▶ [Opdrachten]
a – Geef voor elke bewering of de tekst over de aardgasboringen in de Waddenzee die ondersteunt, met ja of nee en de doorslaggevende woorden uit de tekst letterlijk aangehaald: (i) De Commissie voor de m.e.r. beoordeelt als onafhankelijke auditor de jaarlijkse rapportages. (ii) De winning is voorzien tot uiterlijk 2050. (iii) Alle gasvelden liggen volledig in het kombergingsgebied Zoutkamperlaag.
b – Ga verder met de tekst over de aardgasboringen in de Waddenzee, aansluitend op de laatste zin.

▶ [Tekstfragment]
══════════════════════════════

ECLI:NL:RVS:2007:BB2499

Betreft Aardgasboringen Waddenzee
Datum uitspraak 29-08-2007
Rechtsprekende instantie  Afdeling bestuursrechtspraak van de Raad van State
Proceduresoort Eerste aanleg - meervoudig
Trefwoorden Waddenzee, zandsuppletie, gasboringen, natuurbescherming, Natura 2000-gebieden, hand aan de kraan-principe, aardgas, bodemdaling, passende beoordeling, monitoringsplan, monitoringsprogramma, monitoringssysteem, Commissie voor de milieueffectrapportage, verzilting
Bronnen vindplaats

Zaaknummer 200606028/1
JM 2007, 162 met noot Zijlmans en Van Velsen.

 

Conclusies voor de m.e.r. praktijk

  • De Commissie voor de m.e.r. heeft een bijzondere rol bij de toepassing van het “hand aan de kraan”-principe. Als onafhankelijke auditor zal de Commissie voor de m.e.r. de jaarlijkse rapportages beoordelen. Deze beoordeling kan leiden tot bijstelling van het monitoringsplan of het monitoringsprogramma. Het winningstempo in relatie tot de bodemdaling, het natuurlijke sedimentatieproces en de zandsuppletie staan daarbij centraal.

Klik hier voor projectinformatie (P1900).

Casus

Met het rijksprojectbesluit en de uitvoeringsbesluiten wordt beoogd te komen tot het winnen van gas uit de gasvelden Nes, Moddergat, Lauwersoog-Centraal, Lauwersoog-Oost, Lauwersoog-West en Vierhuizen-Oost vanaf de boorlocaties Moddergat, Lauwersoog en Vierhuizen. De winning is voorzien tot uiterlijk het jaar 2040. Een klein gedeelte van het gasveld Nes ligt in het kombergingsgebied Pinkegat en voor het overige liggen de gasvelden in het kombergingsgebied Zoutkamperlaag. Deze gebieden bevinden zich in het oostelijke gedeelte van de Waddenzee en in het Lauwersmeergebied. De zes gasvelden bevatten naar verwachting ten minste 20 miljard kubieke meter winbaar gas. Dit is een hoeveelheid om tien jaar lang de huishoudens in de vier grote steden van aardgas te voorzien.

══════════════════════════════

Gegevens voor contourlabeling
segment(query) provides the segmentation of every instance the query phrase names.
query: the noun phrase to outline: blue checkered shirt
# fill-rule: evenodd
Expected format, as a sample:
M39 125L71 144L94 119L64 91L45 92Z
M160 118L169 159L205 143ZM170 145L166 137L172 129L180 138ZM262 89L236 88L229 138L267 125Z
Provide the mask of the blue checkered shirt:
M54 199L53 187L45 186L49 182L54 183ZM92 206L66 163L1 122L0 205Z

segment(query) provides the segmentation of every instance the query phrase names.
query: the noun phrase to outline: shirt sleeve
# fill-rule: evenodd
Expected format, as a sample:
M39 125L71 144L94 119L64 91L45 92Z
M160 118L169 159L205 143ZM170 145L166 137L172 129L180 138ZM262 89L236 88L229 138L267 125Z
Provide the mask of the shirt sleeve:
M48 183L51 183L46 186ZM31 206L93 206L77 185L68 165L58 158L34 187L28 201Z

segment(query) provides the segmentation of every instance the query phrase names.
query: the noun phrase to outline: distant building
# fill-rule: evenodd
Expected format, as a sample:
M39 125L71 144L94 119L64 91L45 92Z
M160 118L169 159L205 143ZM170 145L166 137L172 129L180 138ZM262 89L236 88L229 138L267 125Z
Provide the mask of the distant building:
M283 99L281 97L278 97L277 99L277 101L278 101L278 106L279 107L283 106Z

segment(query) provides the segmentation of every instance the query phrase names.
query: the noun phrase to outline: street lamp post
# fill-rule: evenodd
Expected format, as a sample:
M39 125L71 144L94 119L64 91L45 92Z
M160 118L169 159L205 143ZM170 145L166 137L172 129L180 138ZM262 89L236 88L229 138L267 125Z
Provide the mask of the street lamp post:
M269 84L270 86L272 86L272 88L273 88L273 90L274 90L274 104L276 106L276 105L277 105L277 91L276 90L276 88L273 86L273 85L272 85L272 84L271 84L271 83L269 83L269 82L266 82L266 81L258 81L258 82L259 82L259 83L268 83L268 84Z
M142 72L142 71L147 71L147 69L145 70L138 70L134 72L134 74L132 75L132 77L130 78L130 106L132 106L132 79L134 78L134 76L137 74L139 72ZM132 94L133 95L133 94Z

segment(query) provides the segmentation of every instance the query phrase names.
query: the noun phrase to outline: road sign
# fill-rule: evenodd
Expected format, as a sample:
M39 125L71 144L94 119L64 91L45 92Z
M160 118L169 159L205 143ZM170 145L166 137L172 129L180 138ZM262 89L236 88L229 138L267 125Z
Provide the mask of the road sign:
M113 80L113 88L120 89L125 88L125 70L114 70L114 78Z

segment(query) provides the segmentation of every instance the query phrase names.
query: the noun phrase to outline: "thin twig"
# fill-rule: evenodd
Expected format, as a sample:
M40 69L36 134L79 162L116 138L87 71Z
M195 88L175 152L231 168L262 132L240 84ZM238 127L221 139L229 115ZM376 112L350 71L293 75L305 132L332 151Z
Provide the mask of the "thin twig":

══════════════════════════════

▶ [Antwoorden per opdracht]
a –
(i) Ja: "Als onafhankelijke auditor zal de Commissie voor de m.e.r. de jaarlijkse rapportages beoordelen."
(ii) Nee: "De winning is voorzien tot uiterlijk het jaar 2040."
(iii) Nee: "Een klein gedeelte van het gasveld Nes ligt in het kombergingsgebied Pinkegat en voor het overige liggen de gasvelden in het kombergingsgebied Zoutkamperlaag."

b –
De gashoudende lagen bevinden zich op een diepte van ongeveer drie tot vier kilometer en zijn in het midden van de jaren '90 van de vorige eeuw door gedevieerde exploratieboringen vanaf de drie boorlocaties aan de wal aangetoond. In het waddengebied zelf wordt niet geboord. Vanaf de boorlocaties zal het gewonnen gas worden afgevoerd naar de gasbehandelingsstations bij Anjum en Grijpskerk. Hiertoe is voorzien in de aanleg van aardgastransportleidingen tussen de boorlocaties Moddergat en Lauwersoog en het station in Anjum, en tussen de boorlocatie Vierhuizen en het station in Grijpskerk.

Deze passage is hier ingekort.